Kariyer yolculuğunu unvanlardan çok değerleriyle örtüşen kararlarla tanımlayan bir yönetici ile ‘Kahve Sohbeti’ndeyiz bu hafta. Sektörde kadın olarak zaman zaman görünmez yüklerle karşılaşsa da empati ile analitiği birleştiren tarzıyla bu işin üstesinden layığıyla gelen bir isim Brown-Forman Türkiye & CIS Genel Müdürü Nuray Ersözlü Pakkan… Profesyonel enerjisini özel hayattaki huzurdan, özel hayattaki dengesini ise işteki tatminden alan bir yaklaşımla iş ve özel yaşamı birbirinden ayırmak yerine aynı bütünün iki tamamlayıcısı olarak görüyor. Biz de bu yaklaşımla yöneltiyoruz sorularımızı ve önce ‘iş’ ile başlıyoruz sohbete…
Sadece rakamların değil tüketiciyle kurduğunuz bağın oldukça önemli olduğu bir sektördesiniz. Bu anlamda hangi hikayelerde buluştunuz tüketiciyle?

Bölge işaretleme kayıtları
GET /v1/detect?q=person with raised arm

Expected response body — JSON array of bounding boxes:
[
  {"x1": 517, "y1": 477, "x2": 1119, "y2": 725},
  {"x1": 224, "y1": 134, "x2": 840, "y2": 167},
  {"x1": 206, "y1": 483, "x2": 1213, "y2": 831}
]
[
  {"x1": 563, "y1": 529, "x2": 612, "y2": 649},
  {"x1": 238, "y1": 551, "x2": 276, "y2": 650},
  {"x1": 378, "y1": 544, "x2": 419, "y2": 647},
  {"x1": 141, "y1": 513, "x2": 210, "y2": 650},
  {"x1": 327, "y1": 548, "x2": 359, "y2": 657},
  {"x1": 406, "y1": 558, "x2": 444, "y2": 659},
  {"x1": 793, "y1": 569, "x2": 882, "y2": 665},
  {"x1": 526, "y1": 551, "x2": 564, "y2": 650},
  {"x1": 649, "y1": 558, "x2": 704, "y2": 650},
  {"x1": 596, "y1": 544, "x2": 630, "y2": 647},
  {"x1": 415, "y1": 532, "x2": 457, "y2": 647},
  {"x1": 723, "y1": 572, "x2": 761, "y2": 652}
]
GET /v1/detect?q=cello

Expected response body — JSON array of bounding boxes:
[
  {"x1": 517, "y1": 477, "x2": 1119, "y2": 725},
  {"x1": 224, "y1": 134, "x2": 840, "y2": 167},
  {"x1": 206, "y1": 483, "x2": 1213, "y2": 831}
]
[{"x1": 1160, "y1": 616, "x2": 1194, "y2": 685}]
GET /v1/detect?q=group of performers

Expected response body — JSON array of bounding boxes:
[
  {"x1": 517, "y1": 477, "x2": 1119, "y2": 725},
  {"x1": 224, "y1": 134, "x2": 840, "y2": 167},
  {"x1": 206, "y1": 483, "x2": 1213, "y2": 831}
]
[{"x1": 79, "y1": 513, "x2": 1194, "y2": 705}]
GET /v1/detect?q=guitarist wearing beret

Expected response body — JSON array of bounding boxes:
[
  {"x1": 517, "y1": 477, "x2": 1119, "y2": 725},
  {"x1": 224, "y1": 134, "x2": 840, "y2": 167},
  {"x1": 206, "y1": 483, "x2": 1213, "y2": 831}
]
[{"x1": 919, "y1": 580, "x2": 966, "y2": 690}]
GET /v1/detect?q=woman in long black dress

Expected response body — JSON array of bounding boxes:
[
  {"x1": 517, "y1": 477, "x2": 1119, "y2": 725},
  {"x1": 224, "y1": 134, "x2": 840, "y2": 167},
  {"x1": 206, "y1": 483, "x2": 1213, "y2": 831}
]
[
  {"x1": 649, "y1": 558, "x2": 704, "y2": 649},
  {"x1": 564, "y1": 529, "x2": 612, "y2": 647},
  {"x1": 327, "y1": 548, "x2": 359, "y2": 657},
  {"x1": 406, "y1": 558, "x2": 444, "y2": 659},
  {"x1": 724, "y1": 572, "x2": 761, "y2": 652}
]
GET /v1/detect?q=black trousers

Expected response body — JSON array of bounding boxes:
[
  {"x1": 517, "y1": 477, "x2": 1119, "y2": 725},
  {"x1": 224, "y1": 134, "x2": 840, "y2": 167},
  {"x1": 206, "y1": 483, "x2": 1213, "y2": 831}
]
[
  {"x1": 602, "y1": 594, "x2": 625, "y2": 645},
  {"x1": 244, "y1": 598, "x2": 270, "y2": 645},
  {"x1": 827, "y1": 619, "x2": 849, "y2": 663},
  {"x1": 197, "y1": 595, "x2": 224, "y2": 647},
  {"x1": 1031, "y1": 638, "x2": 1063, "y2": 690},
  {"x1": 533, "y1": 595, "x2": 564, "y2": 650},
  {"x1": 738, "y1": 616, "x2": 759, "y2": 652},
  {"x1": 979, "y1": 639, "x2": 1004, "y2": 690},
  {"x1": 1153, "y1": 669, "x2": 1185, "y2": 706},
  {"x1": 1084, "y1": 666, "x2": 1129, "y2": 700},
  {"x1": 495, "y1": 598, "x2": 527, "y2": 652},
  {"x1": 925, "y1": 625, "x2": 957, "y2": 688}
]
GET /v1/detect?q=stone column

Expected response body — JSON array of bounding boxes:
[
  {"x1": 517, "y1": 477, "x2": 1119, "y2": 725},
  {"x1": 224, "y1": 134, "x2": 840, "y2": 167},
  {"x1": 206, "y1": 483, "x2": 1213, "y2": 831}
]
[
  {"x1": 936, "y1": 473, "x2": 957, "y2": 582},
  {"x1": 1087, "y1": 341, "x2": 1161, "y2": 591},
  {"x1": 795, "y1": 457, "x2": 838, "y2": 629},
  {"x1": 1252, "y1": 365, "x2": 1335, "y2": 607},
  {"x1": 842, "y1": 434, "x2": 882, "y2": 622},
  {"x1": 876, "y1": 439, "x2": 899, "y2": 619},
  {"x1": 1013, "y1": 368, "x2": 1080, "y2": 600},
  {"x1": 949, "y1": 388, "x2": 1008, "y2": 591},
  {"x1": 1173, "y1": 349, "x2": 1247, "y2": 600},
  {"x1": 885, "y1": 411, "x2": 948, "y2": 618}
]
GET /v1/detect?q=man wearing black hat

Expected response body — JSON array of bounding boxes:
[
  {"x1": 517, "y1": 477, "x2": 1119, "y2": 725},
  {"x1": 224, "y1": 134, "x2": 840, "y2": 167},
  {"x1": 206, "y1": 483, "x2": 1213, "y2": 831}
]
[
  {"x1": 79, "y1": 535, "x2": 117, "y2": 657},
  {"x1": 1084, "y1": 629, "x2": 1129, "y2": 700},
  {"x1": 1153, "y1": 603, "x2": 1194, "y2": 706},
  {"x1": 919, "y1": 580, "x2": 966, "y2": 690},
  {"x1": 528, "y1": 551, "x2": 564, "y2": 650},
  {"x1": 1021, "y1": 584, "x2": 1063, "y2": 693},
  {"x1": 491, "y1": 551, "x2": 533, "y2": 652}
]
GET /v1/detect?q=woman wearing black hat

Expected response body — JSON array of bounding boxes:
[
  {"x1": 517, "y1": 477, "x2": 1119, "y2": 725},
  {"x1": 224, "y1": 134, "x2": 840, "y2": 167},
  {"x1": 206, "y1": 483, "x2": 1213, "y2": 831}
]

■ Alıştırma Yönergeleri
**1)** Söyleşi metnine göre Nuray Ersözlü Pakkan hangi görevi yürütmektedir?
**2)** Söyleşi metninde "Kariyer yolculuğunu unvanlardan" ile "hikayelerde buluştunuz tüketiciyle?" arasındaki bölümü, bu ifadeler de dahil olmak üzere, hiçbir değişiklik yapmadan yazıya geçiriniz.
**3)** Söyleşi metnini kaldığı yerden devam ettiriniz.

■ Görev Yanıtları
**1)** Brown-Forman Türkiye & CIS Genel Müdürüdür.

**2)**
Kariyer yolculuğunu unvanlardan çok değerleriyle örtüşen kararlarla tanımlayan bir yönetici ile ‘Kahve Sohbeti’ndeyiz bu hafta. Sektörde kadın olarak zaman zaman görünmez yüklerle karşılaşsa da empati ile analitiği birleştiren tarzıyla bu işin üstesinden layığıyla gelen bir isim Brown-Forman Türkiye & CIS Genel Müdürü Nuray Ersözlü Pakkan… Profesyonel enerjisini özel hayattaki huzurdan, özel hayattaki dengesini ise işteki tatminden alan bir yaklaşımla iş ve özel yaşamı birbirinden ayırmak yerine aynı bütünün iki tamamlayıcısı olarak görüyor. Biz de bu yaklaşımla yöneltiyoruz sorularımızı ve önce ‘iş’ ile başlıyoruz sohbete…
Sadece rakamların değil tüketiciyle kurduğunuz bağın oldukça önemli olduğu bir sektördesiniz. Bu anlamda hangi hikayelerde buluştunuz tüketiciyle?

**3)**
Tüketiciyle kurduğumuz ilişki, rakamlardan çok daha değerli. Brown-Forman olarak, global çapta yürüttüğümüz prestijli projeleri Türkiye’deki kültürel değerlerle uyumlu hale getirmeye özen gösteriyoruz. Markalarımızın duruşunu, yerel bağlamla doğal bir uyum içinde sunmak önceliğimiz. Örneğin, Kentucky Derby gibi uluslararası etkinliklerimizi, Türkiye’nin tarihî ve kültürel önemi yüksek Gazi Koşusu üzerinden yeniden yorumladık. Böylece hem globaldeki premium imajımızı koruyor hem de yerel kültüre duyarlı bir deneyim sunuyoruz.
Bizim için ürün deneyimi yalnızca tadımla sınırlı değil; koku, renk ve dokunuş gibi üç temel duyuya hitap ediyoruz. Yani tüketiciye bir üründen öte, bir hissi, bir deneyimi sunmak istiyoruz.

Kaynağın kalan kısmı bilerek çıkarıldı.